### TASK TO CARRY OUT
Copy the listing below line for line, without changing anything.

______

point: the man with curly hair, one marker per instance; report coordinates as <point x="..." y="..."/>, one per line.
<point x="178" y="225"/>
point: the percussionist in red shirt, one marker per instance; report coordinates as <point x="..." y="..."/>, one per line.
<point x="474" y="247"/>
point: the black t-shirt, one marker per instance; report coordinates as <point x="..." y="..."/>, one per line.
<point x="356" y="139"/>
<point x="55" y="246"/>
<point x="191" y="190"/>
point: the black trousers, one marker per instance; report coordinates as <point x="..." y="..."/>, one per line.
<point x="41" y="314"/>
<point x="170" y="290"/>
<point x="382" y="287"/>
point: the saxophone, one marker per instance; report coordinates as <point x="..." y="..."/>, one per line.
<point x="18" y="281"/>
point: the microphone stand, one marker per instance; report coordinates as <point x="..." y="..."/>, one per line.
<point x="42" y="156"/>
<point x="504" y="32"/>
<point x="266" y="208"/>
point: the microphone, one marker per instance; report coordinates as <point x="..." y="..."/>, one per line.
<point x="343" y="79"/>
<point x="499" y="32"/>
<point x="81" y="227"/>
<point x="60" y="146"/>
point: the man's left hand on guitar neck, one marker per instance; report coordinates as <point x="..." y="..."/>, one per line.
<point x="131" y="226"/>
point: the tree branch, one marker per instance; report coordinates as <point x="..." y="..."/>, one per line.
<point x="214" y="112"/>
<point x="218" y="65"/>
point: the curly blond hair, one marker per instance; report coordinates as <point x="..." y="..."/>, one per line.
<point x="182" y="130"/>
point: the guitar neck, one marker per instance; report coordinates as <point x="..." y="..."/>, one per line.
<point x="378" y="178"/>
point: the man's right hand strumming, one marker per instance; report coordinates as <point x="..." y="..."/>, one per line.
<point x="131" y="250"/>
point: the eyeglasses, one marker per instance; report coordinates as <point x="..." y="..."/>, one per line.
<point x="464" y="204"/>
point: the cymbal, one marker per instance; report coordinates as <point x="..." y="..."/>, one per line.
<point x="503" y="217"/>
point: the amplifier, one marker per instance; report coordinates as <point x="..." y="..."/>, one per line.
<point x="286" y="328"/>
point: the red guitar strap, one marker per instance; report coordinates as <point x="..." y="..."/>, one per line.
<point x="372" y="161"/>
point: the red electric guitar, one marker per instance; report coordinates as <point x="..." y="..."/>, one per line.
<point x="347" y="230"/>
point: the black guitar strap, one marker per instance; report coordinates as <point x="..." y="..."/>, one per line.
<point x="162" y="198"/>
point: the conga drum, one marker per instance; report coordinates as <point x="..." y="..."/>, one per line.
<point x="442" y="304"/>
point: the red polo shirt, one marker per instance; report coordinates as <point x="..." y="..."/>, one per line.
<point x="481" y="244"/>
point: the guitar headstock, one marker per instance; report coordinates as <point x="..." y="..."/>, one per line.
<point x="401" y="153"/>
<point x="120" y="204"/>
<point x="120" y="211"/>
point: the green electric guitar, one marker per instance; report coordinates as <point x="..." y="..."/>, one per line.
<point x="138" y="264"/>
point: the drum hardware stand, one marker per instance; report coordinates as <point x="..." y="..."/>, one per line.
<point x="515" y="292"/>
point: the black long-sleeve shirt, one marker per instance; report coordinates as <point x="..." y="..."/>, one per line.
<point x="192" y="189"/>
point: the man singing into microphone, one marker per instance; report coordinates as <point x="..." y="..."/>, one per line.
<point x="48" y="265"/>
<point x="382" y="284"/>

______

### THE RESULT
point: the man with curly hair, one marker per instance; report coordinates as <point x="..." y="..."/>, one per line.
<point x="178" y="225"/>
point: the percussionist in red shirt, one marker per instance; report coordinates as <point x="..." y="..."/>, one per line.
<point x="474" y="247"/>
point: the black t-shirt, one marker per instance; report coordinates as <point x="..." y="..."/>, one per line.
<point x="356" y="139"/>
<point x="55" y="246"/>
<point x="191" y="190"/>
point: the black trousers, one marker per instance; report coordinates as <point x="..." y="..."/>, one per line.
<point x="41" y="314"/>
<point x="170" y="290"/>
<point x="382" y="287"/>
point: the saxophone, one marker per instance; report coordinates as <point x="..." y="..."/>, one per line.
<point x="18" y="281"/>
point: the microphone stand, one marker per instance; report coordinates as <point x="..." y="..."/>, one per line.
<point x="42" y="156"/>
<point x="504" y="32"/>
<point x="266" y="208"/>
point: the microphone, one marker per instance; report coordinates as <point x="..." y="..."/>, one per line.
<point x="343" y="79"/>
<point x="499" y="32"/>
<point x="81" y="227"/>
<point x="60" y="146"/>
point: the man's left hand on guitar neck, one marker per instance; report coordinates as <point x="..." y="..."/>, one per line.
<point x="131" y="226"/>
point: the tree branch, one marker per instance; report coordinates as <point x="..." y="..."/>, one per line.
<point x="214" y="112"/>
<point x="218" y="65"/>
point: the curly blond hair, one marker per instance; report coordinates as <point x="..." y="..."/>, one per line.
<point x="182" y="130"/>
point: the guitar neck, one marker per instance; report coordinates as <point x="..." y="..."/>, one per line.
<point x="378" y="178"/>
point: the man's right hand strumming, one marker per instance; report coordinates as <point x="..." y="..."/>, one per line.
<point x="131" y="250"/>
point: the eyeglasses, one marker per instance; report coordinates as <point x="..." y="..."/>, one per line.
<point x="464" y="204"/>
point: the cymbal, one marker per instance; report coordinates as <point x="..." y="..."/>, one per line.
<point x="503" y="217"/>
point: the amplifier, one marker per instance; report coordinates as <point x="..." y="..."/>, one per line.
<point x="286" y="328"/>
point: the red guitar strap, one marker per instance; report coordinates as <point x="..." y="..."/>, one per line.
<point x="372" y="161"/>
point: the red electric guitar, one marker per instance; report coordinates as <point x="..." y="..."/>, one per line.
<point x="347" y="230"/>
point: the black guitar strap, one marker per instance; report coordinates as <point x="..." y="..."/>, one per line.
<point x="162" y="198"/>
point: the conga drum, one marker per instance; report coordinates as <point x="..." y="..."/>, one per line.
<point x="442" y="304"/>
point: the red polo shirt, one marker per instance; report coordinates as <point x="..." y="..."/>, one per line.
<point x="481" y="244"/>
point: the guitar headstock, one marker per instance; report coordinates as <point x="..." y="..."/>, one per line.
<point x="401" y="153"/>
<point x="120" y="204"/>
<point x="120" y="211"/>
point: the green electric guitar, one marker per instance; report coordinates as <point x="..." y="..."/>, one per line.
<point x="138" y="264"/>
point: the drum hardware stand, one marker per instance; report coordinates as <point x="..." y="..."/>, one per line.
<point x="515" y="292"/>
point: the black long-sleeve shirt, one marker per instance; report coordinates as <point x="..." y="..."/>, one per line.
<point x="192" y="189"/>
point: the man singing into microphone, one marker per instance; report coordinates as <point x="..." y="..."/>, one per line.
<point x="48" y="265"/>
<point x="382" y="284"/>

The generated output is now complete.